** Opening Data provided block **

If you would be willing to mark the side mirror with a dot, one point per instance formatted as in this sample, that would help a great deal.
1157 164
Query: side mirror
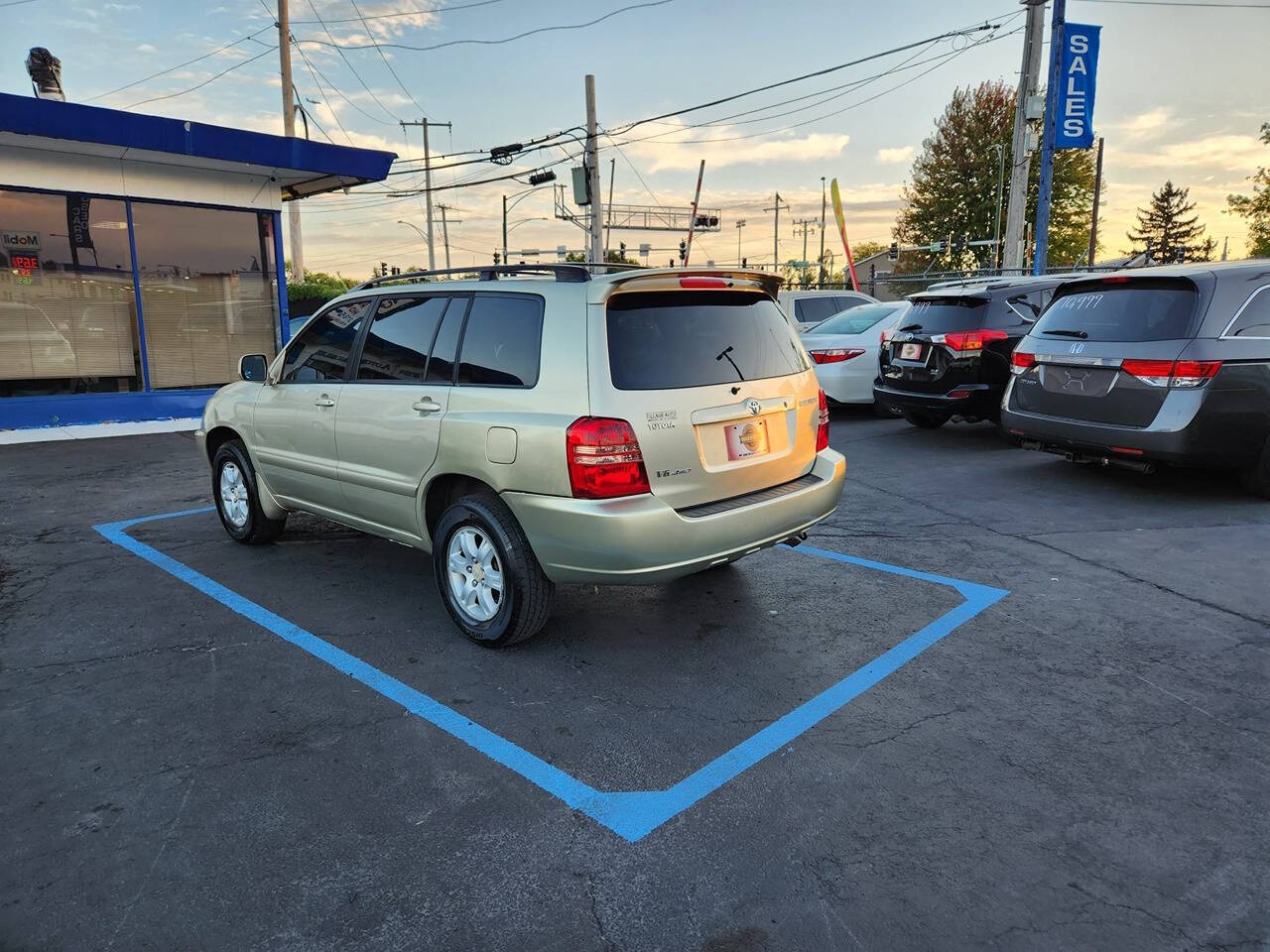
253 367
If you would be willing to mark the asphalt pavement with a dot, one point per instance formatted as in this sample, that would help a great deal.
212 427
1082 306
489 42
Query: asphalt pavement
190 761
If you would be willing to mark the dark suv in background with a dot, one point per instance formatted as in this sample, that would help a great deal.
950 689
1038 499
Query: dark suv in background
1156 365
952 354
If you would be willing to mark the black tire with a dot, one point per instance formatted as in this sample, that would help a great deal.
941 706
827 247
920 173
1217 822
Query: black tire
1256 477
527 594
258 529
926 419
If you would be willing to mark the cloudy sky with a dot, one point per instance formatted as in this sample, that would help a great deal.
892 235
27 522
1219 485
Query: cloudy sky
1182 94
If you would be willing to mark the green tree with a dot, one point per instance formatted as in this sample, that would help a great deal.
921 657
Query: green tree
1167 229
1255 208
953 185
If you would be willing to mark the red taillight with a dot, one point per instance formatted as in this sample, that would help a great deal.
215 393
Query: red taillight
834 354
970 339
604 460
822 430
1021 362
1173 373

** Closing Data provided block **

## Work instructions
The result should be all the records, retyped exactly, with no pictures among them.

## Expected answer
If you would be willing to mark the side mirror with a dot, one point per instance formatted as in this sample, that would help a great deal.
1157 164
Query: side mirror
253 367
If you would be willing to mark the asphalt pavement with a dot, one point per instance formatted as in this sample, that would help a great deal.
212 427
1082 306
489 42
Query: asphalt pavement
190 761
If you would be willing to mark the dark suv in background with a dot, one point per instance formatted as in this sample, that would help a great deal.
950 689
1038 499
Query: dark suv in background
1156 365
952 354
If you would be willing to mark the black tire with a dot, one point per instance formatted as in this sample, that would help a great deal.
941 706
827 247
920 173
1217 822
Query: black tire
1256 477
527 594
258 529
926 419
If you would be willing to mark the cloudy sky with a dot, one point per instance formatted as in this sample, that would help a great deal.
892 235
27 522
1219 485
Query: cloudy sky
1182 94
If you would be willing to mark the green tree with a dot, one point per instance formatted as in this sample, that would help a great deal.
921 657
Query: green tree
1167 229
1255 208
953 185
If you would be willing to mark the red taillight with a dot, one point per instance formatted as in this sample, that would help a great deal.
215 393
Query: red taillight
834 354
970 339
604 460
822 430
1021 362
1173 373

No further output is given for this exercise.